Goal of the exercise: In your copy, reproduce the entries exactly as they are, minus the images.

(Saved data entries)
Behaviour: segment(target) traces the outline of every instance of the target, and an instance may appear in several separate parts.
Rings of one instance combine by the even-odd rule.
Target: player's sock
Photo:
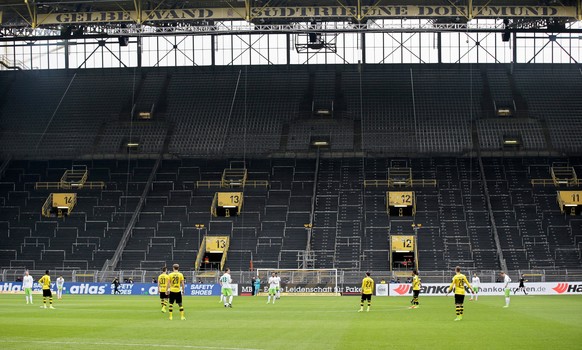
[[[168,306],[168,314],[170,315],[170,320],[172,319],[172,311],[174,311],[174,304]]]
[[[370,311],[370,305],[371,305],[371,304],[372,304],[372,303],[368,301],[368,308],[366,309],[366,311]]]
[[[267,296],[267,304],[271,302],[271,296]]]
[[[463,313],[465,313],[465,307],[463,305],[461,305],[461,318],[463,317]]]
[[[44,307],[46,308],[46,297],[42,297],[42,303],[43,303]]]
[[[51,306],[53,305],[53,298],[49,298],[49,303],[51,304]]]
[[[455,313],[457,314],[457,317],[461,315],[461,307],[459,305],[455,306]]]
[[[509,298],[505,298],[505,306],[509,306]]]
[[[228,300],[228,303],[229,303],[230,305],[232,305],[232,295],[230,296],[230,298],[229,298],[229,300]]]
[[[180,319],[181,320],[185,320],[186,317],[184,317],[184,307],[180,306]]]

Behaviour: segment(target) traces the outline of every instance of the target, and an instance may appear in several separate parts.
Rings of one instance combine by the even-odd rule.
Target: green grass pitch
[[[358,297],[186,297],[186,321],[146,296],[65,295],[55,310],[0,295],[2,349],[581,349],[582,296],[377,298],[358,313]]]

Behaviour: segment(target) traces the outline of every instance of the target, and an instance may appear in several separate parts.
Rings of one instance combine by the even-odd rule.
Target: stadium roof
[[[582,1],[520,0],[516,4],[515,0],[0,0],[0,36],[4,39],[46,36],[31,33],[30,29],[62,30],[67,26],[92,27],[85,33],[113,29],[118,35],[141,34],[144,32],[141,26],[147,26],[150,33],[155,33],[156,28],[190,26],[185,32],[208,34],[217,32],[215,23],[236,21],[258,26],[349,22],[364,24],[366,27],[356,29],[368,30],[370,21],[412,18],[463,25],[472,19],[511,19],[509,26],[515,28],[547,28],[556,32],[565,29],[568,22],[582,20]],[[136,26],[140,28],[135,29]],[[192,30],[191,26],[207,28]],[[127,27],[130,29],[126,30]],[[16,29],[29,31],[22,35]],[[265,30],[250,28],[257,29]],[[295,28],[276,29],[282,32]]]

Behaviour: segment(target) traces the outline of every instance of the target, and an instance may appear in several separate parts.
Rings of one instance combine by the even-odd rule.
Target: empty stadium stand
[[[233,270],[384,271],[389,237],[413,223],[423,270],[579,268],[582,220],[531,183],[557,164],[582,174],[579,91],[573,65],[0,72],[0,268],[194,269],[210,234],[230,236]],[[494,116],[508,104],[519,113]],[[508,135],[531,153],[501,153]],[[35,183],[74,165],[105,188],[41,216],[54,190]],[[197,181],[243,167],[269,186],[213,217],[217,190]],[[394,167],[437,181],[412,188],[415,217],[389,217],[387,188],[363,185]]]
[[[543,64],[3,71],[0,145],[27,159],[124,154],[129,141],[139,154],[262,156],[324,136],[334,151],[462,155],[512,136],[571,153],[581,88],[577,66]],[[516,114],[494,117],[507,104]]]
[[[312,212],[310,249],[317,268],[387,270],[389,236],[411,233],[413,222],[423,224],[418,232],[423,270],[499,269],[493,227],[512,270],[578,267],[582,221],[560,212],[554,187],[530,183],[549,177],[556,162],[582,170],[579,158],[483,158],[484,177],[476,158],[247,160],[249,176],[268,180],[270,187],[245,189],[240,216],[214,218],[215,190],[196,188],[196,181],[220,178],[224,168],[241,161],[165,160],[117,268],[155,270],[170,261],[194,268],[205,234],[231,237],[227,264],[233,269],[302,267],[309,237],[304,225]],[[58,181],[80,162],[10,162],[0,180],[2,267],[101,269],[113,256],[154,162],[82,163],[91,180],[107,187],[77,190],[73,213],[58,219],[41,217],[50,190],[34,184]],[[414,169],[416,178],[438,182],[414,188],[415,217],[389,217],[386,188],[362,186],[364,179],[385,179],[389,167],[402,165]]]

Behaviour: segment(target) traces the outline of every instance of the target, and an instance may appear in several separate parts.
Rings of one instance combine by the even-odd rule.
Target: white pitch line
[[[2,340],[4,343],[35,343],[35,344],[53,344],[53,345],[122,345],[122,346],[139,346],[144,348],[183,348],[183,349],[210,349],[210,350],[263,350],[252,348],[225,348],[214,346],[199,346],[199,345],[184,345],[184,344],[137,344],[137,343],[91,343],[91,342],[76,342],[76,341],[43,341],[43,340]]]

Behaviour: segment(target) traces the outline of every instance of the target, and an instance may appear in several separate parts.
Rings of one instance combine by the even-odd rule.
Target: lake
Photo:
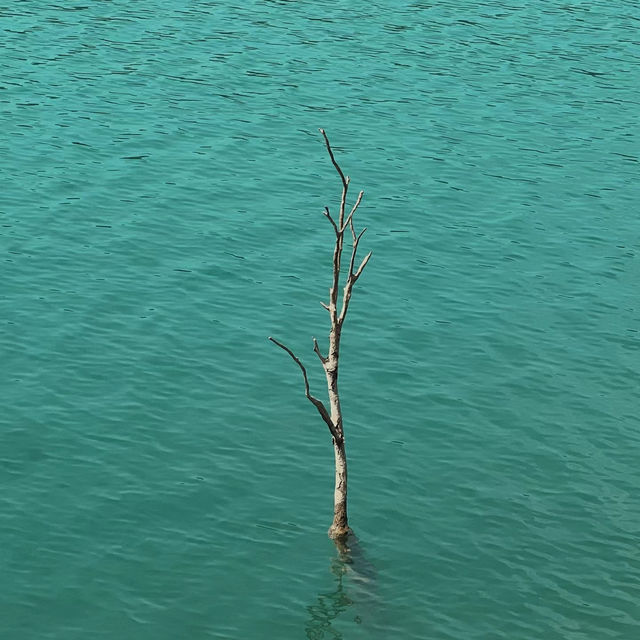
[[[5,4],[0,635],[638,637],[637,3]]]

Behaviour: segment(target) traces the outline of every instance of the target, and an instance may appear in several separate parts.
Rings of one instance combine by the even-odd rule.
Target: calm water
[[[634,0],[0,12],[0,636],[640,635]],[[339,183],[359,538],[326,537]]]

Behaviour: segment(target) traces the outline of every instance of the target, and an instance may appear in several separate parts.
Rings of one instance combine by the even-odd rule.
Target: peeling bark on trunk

Result:
Behaviour: segment(target) traces the outline of every instance of the target, and an instance may appear in several separate parts.
Rings of one instance combine by the even-odd rule.
Target: player's sock
Photo:
[[[168,306],[168,314],[170,315],[170,320],[172,319],[172,311],[174,311],[174,304]]]
[[[370,311],[370,305],[371,305],[371,304],[372,304],[372,303],[368,301],[368,308],[366,309],[366,311]]]
[[[267,296],[267,304],[271,302],[271,296]]]
[[[463,313],[465,313],[465,307],[463,305],[461,305],[461,318],[463,317]]]
[[[44,307],[46,308],[46,297],[42,297],[42,303],[43,303]]]
[[[51,306],[53,305],[53,298],[49,298],[49,303],[51,304]]]
[[[455,313],[457,314],[457,317],[461,315],[461,307],[459,305],[455,306]]]
[[[509,298],[505,298],[505,306],[509,306]]]
[[[228,300],[228,303],[229,303],[230,305],[232,305],[232,295],[230,296],[230,298],[229,298],[229,300]]]
[[[180,319],[181,320],[185,320],[186,317],[184,317],[184,307],[180,306]]]

Behaviour: segment(target) traces the outline of every instance of the target, and an instance may appear in several separate parts.
Rings of one instance combine by the even-odd rule.
Target: green grass pitch
[[[358,297],[186,297],[186,321],[146,296],[65,295],[55,310],[0,295],[2,349],[581,349],[582,296],[377,298],[358,313]]]

Behaviour: segment(target) traces the outline of every instance of the target, and an instance may appear in several separate parts.
Rings of one instance combine by the even-odd rule.
Target: stadium roof
[[[582,1],[520,0],[516,4],[515,0],[0,0],[0,36],[4,39],[46,36],[31,33],[30,29],[62,30],[67,26],[92,27],[85,33],[113,29],[118,35],[141,34],[144,32],[141,26],[147,26],[150,33],[155,33],[156,28],[190,26],[185,32],[208,34],[217,32],[215,23],[236,21],[258,26],[349,22],[364,24],[366,27],[356,29],[368,30],[370,21],[412,18],[463,25],[472,19],[511,19],[509,26],[515,28],[547,28],[556,32],[565,29],[568,22],[582,20]],[[136,26],[140,28],[135,29]],[[192,30],[191,26],[207,28]],[[127,27],[130,29],[126,30]],[[16,29],[29,31],[22,35]],[[265,30],[250,28],[257,29]],[[295,28],[276,29],[282,32]]]

Behaviour: segment(target) traces the outline of every instance of the target, and an instance may appear in several separate parts.
Rings of one instance combine by the even-odd rule.
Target: empty stadium stand
[[[233,270],[384,271],[389,237],[413,223],[423,270],[579,268],[582,220],[531,183],[557,164],[582,174],[579,91],[573,65],[0,72],[0,268],[194,269],[210,234],[230,236]],[[494,116],[508,104],[519,113]],[[508,135],[531,153],[501,153]],[[35,183],[74,165],[105,188],[41,216],[54,190]],[[197,181],[243,167],[269,186],[213,217],[217,190]],[[394,167],[437,181],[412,188],[415,217],[389,217],[387,188],[363,185]]]
[[[543,64],[3,71],[0,145],[27,159],[124,154],[129,141],[139,154],[262,156],[324,136],[334,151],[462,155],[512,136],[571,153],[581,88],[577,66]],[[516,114],[494,117],[507,104]]]
[[[312,212],[310,249],[317,268],[387,270],[389,236],[411,233],[413,222],[423,224],[418,232],[423,270],[499,269],[493,227],[512,270],[578,267],[582,221],[560,212],[554,187],[530,183],[549,177],[556,162],[582,170],[579,158],[483,158],[484,177],[476,158],[247,160],[249,176],[268,180],[270,187],[245,189],[240,216],[214,218],[215,190],[196,188],[196,181],[220,178],[224,168],[241,161],[165,160],[117,268],[155,270],[170,261],[194,268],[205,234],[231,237],[227,264],[233,269],[302,267],[309,237],[304,225]],[[58,181],[80,162],[10,162],[0,180],[2,267],[101,269],[113,256],[154,162],[82,163],[91,180],[107,187],[77,190],[73,213],[58,219],[41,217],[50,190],[34,184]],[[414,169],[416,178],[438,182],[414,188],[415,217],[389,217],[386,188],[362,186],[364,179],[385,179],[389,167],[402,165]]]

Behaviour: segment(target) traces the outline of every instance of the target, and an instance may appear in several separate parts.
Rings of one instance combine by the even-odd rule.
Target: white pitch line
[[[2,340],[4,343],[35,343],[35,344],[53,344],[53,345],[122,345],[122,346],[139,346],[144,348],[183,348],[183,349],[210,349],[210,350],[263,350],[252,348],[225,348],[214,346],[199,346],[199,345],[184,345],[184,344],[137,344],[137,343],[91,343],[91,342],[76,342],[76,341],[43,341],[43,340]]]

Behaviour: segment(target) traces the outline of every instance of the target, and an instance may appear in several separate parts.
Rings of one instance combine by the even-odd rule.
Target: lake
Photo:
[[[5,4],[0,635],[638,637],[637,3]]]

Behaviour: segment(target) traces the outline of every instance of the target, and an instance may appear in several separate parts.
Rings of one instance combine by the even-odd rule.
Target: calm water
[[[634,0],[0,12],[0,636],[640,635]],[[339,183],[359,538],[326,537]]]

Behaviour: segment(target) traces the outline of every instance of the target, and an instance may appear in several separate parts.
Rings of one instance combine by the even-odd rule.
Target: peeling bark on trunk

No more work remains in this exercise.